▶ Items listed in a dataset
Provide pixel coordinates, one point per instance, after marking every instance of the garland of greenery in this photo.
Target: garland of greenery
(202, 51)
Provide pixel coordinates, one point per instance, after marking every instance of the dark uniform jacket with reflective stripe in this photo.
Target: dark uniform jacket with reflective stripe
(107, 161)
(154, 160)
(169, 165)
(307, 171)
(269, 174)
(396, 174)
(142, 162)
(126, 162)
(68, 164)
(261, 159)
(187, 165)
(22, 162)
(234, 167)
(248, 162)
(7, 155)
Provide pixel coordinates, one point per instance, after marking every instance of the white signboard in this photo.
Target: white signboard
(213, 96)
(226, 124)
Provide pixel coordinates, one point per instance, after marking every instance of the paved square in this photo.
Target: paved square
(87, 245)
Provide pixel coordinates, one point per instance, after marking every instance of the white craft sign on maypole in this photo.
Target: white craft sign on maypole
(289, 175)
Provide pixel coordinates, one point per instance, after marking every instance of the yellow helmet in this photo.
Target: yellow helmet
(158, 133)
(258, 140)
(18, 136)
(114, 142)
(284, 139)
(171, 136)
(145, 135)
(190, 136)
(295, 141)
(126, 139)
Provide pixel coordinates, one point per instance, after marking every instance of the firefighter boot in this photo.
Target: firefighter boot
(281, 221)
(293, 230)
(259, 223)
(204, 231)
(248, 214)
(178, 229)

▶ Problem statement
Up to and including the line that contains "boot in this photo.", restate word for word every line of the entries, starting from the first.

▶ Output for this task
Provide pixel coordinates, one point per instance, after marking every instance of the garland of greenery in this photo.
Target: garland of greenery
(202, 51)
Provide pixel coordinates, one point per instance, after marking every instance of the dark uniform jacket with reflective stripe in this photo.
Target: dark uniform jacket with reflective stripe
(107, 161)
(154, 160)
(169, 165)
(307, 171)
(269, 174)
(396, 174)
(142, 162)
(126, 162)
(68, 164)
(261, 159)
(187, 165)
(22, 162)
(234, 167)
(248, 162)
(7, 155)
Provide pixel coordinates, one point per instance, after marking every instance of the white signboard in this photo.
Target: white signboard
(213, 96)
(226, 124)
Provide pixel coordinates, one point per instance, after marking every instance of the paved square in this photo.
Target: paved square
(87, 245)
Provide pixel coordinates, one point per instance, after marking every instance of the white craft sign on maypole in this photo.
Target: white craft sign on maypole
(289, 175)
Provide pixel coordinates, one point per instance, after marking every instance of the yellow helmet in this photo.
Target: yellow helmet
(158, 133)
(258, 140)
(18, 136)
(114, 142)
(284, 139)
(171, 136)
(145, 135)
(190, 136)
(295, 141)
(126, 139)
Provide pixel coordinates, one point per instance, after marking every instance of the firefighter boot in this photo.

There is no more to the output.